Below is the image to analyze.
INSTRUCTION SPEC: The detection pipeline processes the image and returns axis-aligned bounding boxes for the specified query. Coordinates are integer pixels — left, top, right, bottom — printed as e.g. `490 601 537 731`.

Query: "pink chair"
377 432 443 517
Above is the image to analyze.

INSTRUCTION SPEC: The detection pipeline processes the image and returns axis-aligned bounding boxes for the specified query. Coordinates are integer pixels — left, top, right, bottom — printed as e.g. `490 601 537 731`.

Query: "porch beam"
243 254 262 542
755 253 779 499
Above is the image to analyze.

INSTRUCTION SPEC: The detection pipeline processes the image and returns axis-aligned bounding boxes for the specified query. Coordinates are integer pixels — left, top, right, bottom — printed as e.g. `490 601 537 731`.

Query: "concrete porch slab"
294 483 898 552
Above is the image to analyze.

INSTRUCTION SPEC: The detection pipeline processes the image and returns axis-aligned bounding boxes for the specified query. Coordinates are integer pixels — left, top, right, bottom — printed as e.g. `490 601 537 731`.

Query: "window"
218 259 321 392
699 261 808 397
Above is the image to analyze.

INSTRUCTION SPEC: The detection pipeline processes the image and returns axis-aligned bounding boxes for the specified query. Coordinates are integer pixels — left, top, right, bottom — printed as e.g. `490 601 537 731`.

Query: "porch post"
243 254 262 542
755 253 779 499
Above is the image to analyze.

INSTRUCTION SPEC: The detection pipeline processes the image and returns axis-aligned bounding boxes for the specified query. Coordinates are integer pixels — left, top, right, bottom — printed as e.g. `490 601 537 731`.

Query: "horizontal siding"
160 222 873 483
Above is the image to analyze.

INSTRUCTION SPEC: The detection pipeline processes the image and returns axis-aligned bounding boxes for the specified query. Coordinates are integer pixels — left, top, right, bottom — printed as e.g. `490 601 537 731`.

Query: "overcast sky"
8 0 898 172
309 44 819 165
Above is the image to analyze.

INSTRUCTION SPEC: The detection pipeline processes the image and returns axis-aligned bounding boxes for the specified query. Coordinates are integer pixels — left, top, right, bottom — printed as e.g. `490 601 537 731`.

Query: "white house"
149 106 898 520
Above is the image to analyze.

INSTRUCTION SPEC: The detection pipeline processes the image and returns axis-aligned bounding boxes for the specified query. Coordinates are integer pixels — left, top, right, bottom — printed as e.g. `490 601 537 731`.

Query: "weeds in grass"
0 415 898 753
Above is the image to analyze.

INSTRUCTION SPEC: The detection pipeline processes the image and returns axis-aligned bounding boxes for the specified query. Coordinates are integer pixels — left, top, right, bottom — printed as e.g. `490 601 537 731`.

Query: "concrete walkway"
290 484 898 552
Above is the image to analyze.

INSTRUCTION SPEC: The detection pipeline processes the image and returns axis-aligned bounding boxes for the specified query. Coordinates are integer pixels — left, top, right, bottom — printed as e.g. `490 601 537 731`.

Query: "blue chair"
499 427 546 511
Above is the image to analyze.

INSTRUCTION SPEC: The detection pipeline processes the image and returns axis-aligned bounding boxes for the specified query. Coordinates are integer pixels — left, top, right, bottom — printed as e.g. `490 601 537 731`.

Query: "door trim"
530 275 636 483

- _Given instruction_
Extract all of the lines above and reproduce them word for word.

- _Task result_
Below is the image to analyze.
INSTRUCTION SPEC: The detection pipeline processes the image and returns axis-aligned bounding boxes for the specified query. Coordinates are integer pixels — left, top, right, bottom — printed as e.g. `490 601 537 731`.

Query: "pink chair"
377 432 443 517
Above is the image to analyze.

INSTRUCTION SPEC: The detection pipeline processes the image and returns axis-aligned bounding boxes for the specified query. Coordinates are integer pixels — left, top, right, bottom — printed as e.g. `490 601 537 731`.

Query: "porch beam"
243 254 262 542
755 253 779 499
Above is the image to analyze.

INSTRUCTION SPEC: The detection pipeline processes the image and returns axis-aligned bounding boxes for the specified query. Coordinates are integer pixels — left, top, right, bottom — printed as e.g. `490 601 537 731`.

Query: "concrete porch slab"
294 483 898 552
Above is the image to analyze.

INSTRUCTION SPEC: The detection pipeline processes the image and returns axis-aligned bounding boxes for the specified query. Coordinates are integer pixels — left, top, right, bottom — printed as e.g. `490 601 537 731`.

Query: "window"
218 259 321 392
699 261 808 397
Above is the image to analyze.

INSTRUCTION SPEC: The detection pipeline processes the image and returns axis-aligned bounding boxes for the specified query. Coordinates are integer pixels — left, top, right, bottom — printed as e.g. `490 601 537 731`.

Query: "porch post"
243 254 262 542
755 253 779 499
Above is the image to analyze.

INSTRUCTION SPEC: The detection pipeline processes the image and returns axis-aligned bounding boxes for the specified query. Coordinates are integer pixels — left, top, right, bottom — printed as e.g. `490 601 537 731`.

Query: "horizontal siding"
160 222 873 483
Above is the image to analyze.

INSTRUCTION SPEC: The detection pipeline processes the image and returns axis-aligned bounding boxes for the specified query. Coordinates are integer pixels — left, top, right, bottom — printed as e.g. `490 601 537 731`.

Query: "overcast sky"
8 0 898 172
309 44 819 165
Above is the image to analyze.

INSTRUCTION SPEC: The detection pipeline processes the image and returns axis-aligned bounding boxes for the specified query. Coordinates are integer pixels — left, top, right, bottom — printed as e.g. `490 601 537 731`.

Query: "white house"
149 106 898 520
Above is the image to analyze.

INSTRUCTION SPEC: The detection pipeline processes the image and returns axis-aligned bounding boxes for the specified query. Coordinates are integer pixels — left, top, right, bottom — printed as e.g. `490 601 537 731`.

Query: "weeds in grass"
0 415 898 753
Above is the image to analyze.

INSTRUCTION SPEC: The detection pipeline processes the image and returns axis-aligned bounding boxes for the specified query. Coordinates are integer pixels — left, top, right, bottom — printed as e.g. `490 601 537 731`.

Query: "concrete walkway"
290 484 898 552
Above is the image to analyze.

INSTRUCTION SPEC: The detection pipeline processes the image and returns axis-aligned bounding boxes for the specified query. Coordinates are integer pixels — left, top, right, bottom — printed as e.g. `490 601 537 731`.

Query: "blue chair"
499 427 546 511
Above is the image to analyze.

INSTRUCTION SPEC: The detection pipeline processes the image and returns axis-aligned bounding boxes for the specified query. Coordinates are integer pixels — left, top, right, bottom — printed as e.g. `490 601 537 731`.

Query: "door trim"
530 275 636 483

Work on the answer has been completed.